* start EXTRACT TO READ *

In response to this paradox, we began work on a more comprehensive model for conceptualizing the shift toward constructive interactions in intractable conflicts by initially developing a theoretical model that offered alternative avenues to fostering ripeness through the application of basic Lewinian principles of motivation and change (Coleman, 1997). This model stressed the importance of addressing obstacles or constraints to peaceful encounters, such as a lack of trust, interpersonal contact, and safe channels for communication. We subsequently conducted a laboratory test of the model, which provided preliminary empirical support (Coleman, 2000).
However, as our understanding of various intractable conflicts deepened (such as those regarding the environment and the conflicts in Cyprus and the Middle East), so did our awareness of their complex and dynamic natures. In other words, we began to recognize that viewing conflict at a single point in time, or focusing on a single aspect (e.g. obstacles), was ultimately problematic because it failed to capture the fact that conflict, particularly intractable conflict, is multifaceted; involving multiple experiences and encounters between many different parties over a variety of issues under diverse conditions at different points in time.
Thus, we embarked on a new approach to this work. At a broad level, we began a multi-year project to develop a comprehensive meta-framework for conceptualizing the multitude of conditions and processes that contribute to the self-sustaining dynamics of protracted conflicts. It builds on four basic premises regarding contemporary conflict: 1) our world is becoming increasingly more complex, ecologically, politically, economically, and socially; 2) human systems are ever-changing and the pace of change is rising; 3) such complexity and dynamism place extraordinary demands on our capacities to accurately comprehend enduring conflicts; and 4) this often leads to an over-reliance on our primary frames of understanding which are useful but limited and can over-simplify our sense of problems. As a result, much of the research on intractability is either fine-grained and piecemeal; focusing on independent cause and effect relationships at single levels of analysis (e.g. studying individuals without consideration of the society in which the conflict is occurring), or case studies of specific situations viewed through a particular disciplinary lens. Similarly, our interventions, often based on the findings of such research, have limited effects or worse, unintended negative consequences which fuel the conflicts.

* end EXTRACT TO READ *
* start DATA LISTING *

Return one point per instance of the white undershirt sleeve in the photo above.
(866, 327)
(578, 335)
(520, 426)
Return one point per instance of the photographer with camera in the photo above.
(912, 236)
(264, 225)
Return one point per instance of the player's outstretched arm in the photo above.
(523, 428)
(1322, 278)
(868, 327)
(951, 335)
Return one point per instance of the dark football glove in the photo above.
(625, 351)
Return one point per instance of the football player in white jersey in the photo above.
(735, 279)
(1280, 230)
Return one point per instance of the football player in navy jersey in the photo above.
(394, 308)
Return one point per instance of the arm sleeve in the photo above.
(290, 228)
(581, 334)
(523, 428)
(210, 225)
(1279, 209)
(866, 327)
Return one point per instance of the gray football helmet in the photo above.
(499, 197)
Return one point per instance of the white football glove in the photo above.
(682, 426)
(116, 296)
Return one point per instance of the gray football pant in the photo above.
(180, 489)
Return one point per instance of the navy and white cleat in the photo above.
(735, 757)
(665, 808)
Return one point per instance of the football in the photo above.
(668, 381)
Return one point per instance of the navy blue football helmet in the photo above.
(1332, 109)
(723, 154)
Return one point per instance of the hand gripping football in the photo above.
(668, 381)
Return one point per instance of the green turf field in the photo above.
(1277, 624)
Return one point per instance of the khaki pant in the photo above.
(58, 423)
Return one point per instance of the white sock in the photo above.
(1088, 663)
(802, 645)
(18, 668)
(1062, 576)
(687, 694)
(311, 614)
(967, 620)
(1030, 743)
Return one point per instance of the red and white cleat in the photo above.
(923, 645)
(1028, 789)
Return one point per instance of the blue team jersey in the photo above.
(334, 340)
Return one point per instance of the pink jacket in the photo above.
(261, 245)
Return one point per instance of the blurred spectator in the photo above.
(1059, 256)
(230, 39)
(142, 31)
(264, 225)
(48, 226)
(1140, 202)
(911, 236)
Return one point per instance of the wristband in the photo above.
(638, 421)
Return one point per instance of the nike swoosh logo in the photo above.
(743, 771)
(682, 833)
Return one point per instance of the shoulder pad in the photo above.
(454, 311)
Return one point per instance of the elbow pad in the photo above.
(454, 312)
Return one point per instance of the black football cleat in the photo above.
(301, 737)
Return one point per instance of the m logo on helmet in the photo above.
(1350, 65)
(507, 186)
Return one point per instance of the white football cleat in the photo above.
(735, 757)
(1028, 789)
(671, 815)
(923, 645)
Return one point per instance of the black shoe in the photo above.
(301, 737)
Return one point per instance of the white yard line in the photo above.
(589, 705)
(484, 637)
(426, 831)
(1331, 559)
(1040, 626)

* end DATA LISTING *

• _TASKS TO CARRY OUT_
A - Answer these questions from the excerpt on intractable conflict:
(i) What obstacles to peaceful encounters did the first model stress?
(ii) Which intractable conflicts does the excerpt name as ones the researchers came to understand more deeply?
(iii) How many basic premises about contemporary conflict does the meta-framework build on?
B - Restate the paragraph of the excerpt on intractable conflict that begins "However, as our understanding" as a short list, keeping its main facts.
C - Reproduce everything in the excerpt on intractable conflict from "In response to" down to "support (Coleman, 2000).".
The entries play no part in this work.

• _SOLUTIONS_
A -
(i) A lack of trust, interpersonal contact, and safe channels for communication.
(ii) Conflicts regarding the environment and the conflicts in Cyprus and the Middle East.
(iii) Four.

B -
- A deeper understanding of intractable conflicts, such as those over the environment and in Cyprus and the Middle East, raised awareness of how complex and dynamic they are.
- Viewing conflict at a single point in time or through a single aspect, such as obstacles, proved problematic.
- Intractable conflict is multifaceted. It involves multiple experiences and encounters among many parties over varied issues, under diverse conditions, at different points in time.

C -
In response to this paradox, we began work on a more comprehensive model for conceptualizing the shift toward constructive interactions in intractable conflicts by initially developing a theoretical model that offered alternative avenues to fostering ripeness through the application of basic Lewinian principles of motivation and change (Coleman, 1997). This model stressed the importance of addressing obstacles or constraints to peaceful encounters, such as a lack of trust, interpersonal contact, and safe channels for communication. We subsequently conducted a laboratory test of the model, which provided preliminary empirical support (Coleman, 2000).